-- Begin Source --

# taxes whats the point?



## the_rookie (Nov 22, 2004)

I feel that taxes are ok to have but not 51%  its unbelievable how much money the government is making and the US is in trouble whats going on here wheres all this stupid money going?


----------



## zogman (Mar 20, 2002)

rookie,
Correction, the government is not and couldn't if they tried make money. They only know how to take money. uke:


----------



## mr.trooper (Aug 3, 2004)

Most of it gets waisted on crud like "special" hammers for government custodial workers, and on resurching how a fris-bee flies. You know, important stuff we need.

the funny thing is that its not any 1 administration. eveory admin for decades has been squandering money on goof-ball stuf like that.


----------



## the_rookie (Nov 22, 2004)

-- End Source --
-- Begin Record list --

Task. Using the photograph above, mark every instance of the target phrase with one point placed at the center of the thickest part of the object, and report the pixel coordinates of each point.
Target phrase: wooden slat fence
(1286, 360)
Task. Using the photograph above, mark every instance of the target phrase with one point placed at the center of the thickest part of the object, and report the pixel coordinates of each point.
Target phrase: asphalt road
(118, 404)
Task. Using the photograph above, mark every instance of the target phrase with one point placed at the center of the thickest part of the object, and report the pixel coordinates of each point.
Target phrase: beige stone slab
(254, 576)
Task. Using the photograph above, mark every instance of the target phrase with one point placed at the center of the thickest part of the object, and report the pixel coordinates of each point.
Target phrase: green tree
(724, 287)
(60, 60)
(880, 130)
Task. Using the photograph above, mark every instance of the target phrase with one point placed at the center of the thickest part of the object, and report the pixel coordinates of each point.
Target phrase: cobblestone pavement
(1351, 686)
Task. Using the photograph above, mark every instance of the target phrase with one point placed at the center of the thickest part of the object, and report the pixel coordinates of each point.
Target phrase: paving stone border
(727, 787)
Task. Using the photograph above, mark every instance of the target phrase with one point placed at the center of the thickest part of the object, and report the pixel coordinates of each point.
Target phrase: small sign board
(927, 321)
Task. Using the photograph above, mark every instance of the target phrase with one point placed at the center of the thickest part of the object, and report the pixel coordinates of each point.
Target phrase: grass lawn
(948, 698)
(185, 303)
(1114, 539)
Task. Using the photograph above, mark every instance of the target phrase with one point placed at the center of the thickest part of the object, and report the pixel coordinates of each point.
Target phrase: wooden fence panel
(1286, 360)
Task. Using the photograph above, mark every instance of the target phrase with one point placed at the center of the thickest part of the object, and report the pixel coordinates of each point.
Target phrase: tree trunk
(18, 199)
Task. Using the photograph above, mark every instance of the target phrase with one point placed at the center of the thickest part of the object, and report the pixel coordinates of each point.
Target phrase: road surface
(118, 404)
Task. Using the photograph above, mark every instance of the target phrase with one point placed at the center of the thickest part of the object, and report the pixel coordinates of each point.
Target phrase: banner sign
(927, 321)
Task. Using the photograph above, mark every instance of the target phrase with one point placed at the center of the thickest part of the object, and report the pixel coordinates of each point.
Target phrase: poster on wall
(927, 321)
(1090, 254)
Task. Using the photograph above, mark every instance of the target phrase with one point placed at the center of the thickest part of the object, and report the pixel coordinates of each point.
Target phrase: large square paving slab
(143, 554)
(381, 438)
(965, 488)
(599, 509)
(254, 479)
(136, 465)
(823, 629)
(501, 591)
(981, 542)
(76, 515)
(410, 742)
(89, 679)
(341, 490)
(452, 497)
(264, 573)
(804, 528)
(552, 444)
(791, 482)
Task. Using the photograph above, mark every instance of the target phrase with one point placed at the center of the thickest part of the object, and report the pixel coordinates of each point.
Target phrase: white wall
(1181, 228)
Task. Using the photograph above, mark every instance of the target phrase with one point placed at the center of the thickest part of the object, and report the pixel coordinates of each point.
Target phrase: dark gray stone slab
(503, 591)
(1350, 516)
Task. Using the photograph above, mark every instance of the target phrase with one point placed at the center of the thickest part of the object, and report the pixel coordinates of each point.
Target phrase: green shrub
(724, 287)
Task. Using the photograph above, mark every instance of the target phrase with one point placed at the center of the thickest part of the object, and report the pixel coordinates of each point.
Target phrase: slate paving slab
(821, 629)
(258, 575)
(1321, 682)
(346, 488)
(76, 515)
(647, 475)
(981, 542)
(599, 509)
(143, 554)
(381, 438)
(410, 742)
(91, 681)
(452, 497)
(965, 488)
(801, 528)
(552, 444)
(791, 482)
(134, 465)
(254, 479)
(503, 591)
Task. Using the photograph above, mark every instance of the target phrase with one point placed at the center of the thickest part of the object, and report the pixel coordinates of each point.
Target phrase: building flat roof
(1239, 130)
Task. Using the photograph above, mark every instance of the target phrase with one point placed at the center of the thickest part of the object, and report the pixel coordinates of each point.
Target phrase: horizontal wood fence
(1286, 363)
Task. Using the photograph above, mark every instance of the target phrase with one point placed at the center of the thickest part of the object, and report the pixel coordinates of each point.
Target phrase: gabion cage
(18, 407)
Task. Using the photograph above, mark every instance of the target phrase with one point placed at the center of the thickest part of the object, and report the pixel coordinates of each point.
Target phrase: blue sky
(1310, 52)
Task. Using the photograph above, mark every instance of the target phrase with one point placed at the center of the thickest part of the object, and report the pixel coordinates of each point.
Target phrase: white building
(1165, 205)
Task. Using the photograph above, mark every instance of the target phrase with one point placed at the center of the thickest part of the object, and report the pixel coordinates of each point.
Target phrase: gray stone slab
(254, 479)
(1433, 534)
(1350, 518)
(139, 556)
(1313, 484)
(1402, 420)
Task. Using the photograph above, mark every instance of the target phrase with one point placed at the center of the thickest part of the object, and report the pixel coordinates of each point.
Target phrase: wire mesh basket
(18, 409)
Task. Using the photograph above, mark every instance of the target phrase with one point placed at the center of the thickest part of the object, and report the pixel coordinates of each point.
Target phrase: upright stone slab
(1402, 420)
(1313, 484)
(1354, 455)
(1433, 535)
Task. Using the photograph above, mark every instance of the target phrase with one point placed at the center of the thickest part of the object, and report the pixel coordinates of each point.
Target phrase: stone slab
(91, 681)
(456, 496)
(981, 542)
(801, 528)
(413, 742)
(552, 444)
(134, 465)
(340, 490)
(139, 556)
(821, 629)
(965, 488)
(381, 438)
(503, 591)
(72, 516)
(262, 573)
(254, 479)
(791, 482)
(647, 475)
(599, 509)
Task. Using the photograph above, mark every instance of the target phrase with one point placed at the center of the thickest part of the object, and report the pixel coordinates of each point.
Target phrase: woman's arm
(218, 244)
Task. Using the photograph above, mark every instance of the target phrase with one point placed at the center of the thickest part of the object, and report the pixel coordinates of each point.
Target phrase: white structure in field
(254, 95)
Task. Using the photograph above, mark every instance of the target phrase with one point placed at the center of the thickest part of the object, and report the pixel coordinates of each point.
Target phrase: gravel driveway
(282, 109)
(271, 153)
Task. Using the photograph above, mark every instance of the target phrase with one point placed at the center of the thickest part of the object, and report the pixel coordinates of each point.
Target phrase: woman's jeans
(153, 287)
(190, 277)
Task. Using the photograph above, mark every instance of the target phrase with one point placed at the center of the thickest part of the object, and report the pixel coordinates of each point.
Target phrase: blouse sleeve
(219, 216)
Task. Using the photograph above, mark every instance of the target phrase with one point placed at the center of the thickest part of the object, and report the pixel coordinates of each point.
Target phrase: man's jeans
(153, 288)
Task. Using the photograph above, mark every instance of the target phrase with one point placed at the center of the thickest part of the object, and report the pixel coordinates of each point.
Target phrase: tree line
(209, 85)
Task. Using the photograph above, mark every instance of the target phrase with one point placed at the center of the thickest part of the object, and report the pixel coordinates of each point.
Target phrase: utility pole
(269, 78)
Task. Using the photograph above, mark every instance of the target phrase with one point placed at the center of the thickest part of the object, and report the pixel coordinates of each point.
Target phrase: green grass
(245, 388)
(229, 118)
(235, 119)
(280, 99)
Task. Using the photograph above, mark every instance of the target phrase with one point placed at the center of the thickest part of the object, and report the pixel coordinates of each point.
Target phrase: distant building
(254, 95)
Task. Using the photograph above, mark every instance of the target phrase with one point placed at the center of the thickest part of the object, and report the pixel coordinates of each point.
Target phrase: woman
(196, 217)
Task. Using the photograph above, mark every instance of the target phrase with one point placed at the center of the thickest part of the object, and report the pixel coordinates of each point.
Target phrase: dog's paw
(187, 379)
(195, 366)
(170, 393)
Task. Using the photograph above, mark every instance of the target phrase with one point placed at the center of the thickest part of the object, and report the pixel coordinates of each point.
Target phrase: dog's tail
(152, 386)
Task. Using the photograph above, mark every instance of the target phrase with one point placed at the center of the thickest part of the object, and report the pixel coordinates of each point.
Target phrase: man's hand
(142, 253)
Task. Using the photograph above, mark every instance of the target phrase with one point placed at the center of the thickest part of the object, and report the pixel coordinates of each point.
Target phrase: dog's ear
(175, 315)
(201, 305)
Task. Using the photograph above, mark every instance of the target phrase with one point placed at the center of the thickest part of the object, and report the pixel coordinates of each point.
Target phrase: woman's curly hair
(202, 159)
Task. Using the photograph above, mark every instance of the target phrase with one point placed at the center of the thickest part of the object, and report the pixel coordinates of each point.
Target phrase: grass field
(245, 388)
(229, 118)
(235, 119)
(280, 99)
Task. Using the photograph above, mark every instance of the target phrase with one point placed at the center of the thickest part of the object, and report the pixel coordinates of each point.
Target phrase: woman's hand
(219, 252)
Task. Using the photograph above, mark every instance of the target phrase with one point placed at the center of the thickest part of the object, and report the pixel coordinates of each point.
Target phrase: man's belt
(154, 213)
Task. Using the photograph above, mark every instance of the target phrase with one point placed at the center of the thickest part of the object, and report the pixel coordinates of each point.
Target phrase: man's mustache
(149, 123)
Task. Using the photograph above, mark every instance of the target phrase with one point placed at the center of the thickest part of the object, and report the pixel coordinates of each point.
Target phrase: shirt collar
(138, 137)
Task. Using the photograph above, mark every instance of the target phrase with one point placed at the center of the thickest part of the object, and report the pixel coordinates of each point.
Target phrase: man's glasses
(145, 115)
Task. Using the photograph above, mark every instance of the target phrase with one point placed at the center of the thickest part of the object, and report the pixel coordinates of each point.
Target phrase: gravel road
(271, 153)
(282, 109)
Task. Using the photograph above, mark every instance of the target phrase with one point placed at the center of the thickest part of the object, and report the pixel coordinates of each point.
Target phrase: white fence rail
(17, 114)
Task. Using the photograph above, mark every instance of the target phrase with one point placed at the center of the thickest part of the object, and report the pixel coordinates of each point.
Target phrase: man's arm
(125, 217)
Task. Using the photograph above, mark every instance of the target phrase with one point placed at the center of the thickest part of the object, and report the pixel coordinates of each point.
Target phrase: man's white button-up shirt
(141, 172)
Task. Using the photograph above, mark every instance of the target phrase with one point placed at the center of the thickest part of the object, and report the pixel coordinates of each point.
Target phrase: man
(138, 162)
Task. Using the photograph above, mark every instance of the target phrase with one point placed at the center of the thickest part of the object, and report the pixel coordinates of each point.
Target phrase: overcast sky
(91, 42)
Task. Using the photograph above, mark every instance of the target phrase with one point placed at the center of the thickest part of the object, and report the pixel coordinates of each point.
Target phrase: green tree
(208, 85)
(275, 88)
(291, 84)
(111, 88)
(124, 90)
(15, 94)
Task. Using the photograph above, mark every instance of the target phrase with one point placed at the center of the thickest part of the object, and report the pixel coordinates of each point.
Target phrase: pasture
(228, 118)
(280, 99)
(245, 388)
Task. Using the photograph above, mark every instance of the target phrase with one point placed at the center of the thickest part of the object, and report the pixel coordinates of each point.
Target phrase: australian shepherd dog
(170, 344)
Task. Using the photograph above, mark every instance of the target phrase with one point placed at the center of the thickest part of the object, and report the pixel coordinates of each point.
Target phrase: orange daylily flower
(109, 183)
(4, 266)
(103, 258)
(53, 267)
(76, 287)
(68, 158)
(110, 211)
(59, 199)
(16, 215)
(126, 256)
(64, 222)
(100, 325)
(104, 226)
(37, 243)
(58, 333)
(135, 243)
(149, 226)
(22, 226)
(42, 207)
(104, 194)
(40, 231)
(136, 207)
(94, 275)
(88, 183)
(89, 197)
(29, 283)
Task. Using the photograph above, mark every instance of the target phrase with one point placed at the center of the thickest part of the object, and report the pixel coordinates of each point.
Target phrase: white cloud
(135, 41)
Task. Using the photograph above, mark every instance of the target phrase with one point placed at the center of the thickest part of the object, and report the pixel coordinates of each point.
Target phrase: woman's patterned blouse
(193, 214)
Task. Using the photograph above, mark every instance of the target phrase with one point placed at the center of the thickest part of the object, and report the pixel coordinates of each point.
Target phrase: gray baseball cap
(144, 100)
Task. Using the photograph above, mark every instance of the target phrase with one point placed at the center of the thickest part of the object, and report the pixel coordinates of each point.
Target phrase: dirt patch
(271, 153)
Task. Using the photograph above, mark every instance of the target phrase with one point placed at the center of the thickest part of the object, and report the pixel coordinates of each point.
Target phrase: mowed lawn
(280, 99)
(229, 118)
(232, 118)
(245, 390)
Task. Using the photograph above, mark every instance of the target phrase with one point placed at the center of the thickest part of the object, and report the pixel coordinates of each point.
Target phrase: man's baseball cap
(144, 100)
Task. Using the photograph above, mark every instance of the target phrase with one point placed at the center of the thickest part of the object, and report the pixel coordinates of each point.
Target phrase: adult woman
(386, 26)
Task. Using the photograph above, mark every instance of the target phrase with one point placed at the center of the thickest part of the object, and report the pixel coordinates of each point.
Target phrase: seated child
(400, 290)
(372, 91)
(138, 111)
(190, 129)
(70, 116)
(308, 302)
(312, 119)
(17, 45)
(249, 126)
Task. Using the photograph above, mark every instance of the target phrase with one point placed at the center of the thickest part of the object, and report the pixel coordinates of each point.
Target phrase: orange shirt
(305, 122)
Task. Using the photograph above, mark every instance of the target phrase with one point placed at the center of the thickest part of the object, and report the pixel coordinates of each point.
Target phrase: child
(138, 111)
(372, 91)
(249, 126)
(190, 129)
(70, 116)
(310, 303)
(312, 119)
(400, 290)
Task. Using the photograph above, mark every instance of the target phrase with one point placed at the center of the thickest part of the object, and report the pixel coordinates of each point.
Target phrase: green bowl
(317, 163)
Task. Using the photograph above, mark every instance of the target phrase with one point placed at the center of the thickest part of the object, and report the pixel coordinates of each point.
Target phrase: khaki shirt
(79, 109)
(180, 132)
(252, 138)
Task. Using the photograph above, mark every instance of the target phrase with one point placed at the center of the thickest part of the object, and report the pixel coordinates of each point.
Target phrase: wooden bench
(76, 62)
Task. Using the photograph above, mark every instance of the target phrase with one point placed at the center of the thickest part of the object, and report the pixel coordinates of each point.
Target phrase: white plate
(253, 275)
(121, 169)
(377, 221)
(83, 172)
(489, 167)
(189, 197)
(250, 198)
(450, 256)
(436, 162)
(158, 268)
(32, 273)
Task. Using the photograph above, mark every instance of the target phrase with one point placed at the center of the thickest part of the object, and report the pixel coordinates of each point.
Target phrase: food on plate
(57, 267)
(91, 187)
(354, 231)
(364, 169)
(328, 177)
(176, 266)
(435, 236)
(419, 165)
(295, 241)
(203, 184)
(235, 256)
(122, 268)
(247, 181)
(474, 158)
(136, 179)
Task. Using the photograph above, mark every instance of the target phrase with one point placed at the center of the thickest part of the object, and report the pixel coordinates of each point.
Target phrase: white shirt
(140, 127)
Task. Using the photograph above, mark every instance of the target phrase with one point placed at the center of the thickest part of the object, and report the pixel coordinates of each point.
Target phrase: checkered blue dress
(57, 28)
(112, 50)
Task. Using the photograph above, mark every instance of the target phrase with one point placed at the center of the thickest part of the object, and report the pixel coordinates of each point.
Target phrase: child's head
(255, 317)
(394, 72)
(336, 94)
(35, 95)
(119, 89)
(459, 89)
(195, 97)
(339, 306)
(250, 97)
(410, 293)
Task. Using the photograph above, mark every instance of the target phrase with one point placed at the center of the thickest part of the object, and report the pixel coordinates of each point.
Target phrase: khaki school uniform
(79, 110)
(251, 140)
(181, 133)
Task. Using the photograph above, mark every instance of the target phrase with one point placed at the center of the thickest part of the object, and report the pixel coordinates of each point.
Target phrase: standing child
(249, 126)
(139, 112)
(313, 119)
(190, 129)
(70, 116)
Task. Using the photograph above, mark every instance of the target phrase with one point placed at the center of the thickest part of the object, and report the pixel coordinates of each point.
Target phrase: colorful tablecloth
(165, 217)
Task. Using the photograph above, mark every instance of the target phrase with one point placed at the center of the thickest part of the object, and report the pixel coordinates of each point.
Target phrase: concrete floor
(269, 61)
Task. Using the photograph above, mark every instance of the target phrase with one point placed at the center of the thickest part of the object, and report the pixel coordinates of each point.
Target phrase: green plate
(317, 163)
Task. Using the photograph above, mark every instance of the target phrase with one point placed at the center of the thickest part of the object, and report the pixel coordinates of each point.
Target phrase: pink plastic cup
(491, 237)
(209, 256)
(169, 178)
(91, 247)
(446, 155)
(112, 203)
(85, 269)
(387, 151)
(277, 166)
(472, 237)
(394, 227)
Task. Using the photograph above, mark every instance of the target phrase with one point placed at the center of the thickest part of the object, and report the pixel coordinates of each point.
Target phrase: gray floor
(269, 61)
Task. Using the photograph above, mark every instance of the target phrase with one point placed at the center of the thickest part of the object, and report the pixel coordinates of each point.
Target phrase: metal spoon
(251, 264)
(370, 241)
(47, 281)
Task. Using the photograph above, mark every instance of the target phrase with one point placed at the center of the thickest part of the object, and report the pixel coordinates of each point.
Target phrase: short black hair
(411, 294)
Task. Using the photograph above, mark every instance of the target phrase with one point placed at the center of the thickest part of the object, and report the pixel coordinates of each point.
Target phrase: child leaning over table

-- End Record list --

### Exercise requirements
[1] In the forum thread about taxes, rewrite the paragraph that begins "Most of it gets waisted" in a shorter form, keeping its main facts.
[2] From the forum thread about taxes, extract everything from "# taxes whats" down to "(Mar 20, 2002)".
[3] Write what comes next in the forum thread about taxes, starting after the point where it stops.
These records were drawn from a separate source.

### Per-task outputs
[1] Most tax money is wasted on silly things, such as "special" hammers for government custodial workers and research into how a Frisbee flies.

[2]
# taxes whats the point?



## the_rookie (Nov 22, 2004)

I feel that taxes are ok to have but not 51%  its unbelievable how much money the government is making and the US is in trouble whats going on here wheres all this stupid money going?


----------



## zogman (Mar 20, 2002)

[3]
well i say write them a letter and tell them to get there heads out of there *****


----------



## tail chaser (Sep 24, 2004)

Rookie, Just curious how do come up with the 51%?

TC


----------



## Bore.224 (Mar 23, 2005)

Lets not forget all the foreign aid we give to other countries, so they can have the strenth to fly airplanes into our buildings and hate us. :evil:


----------



## the_rookie (Nov 22, 2004)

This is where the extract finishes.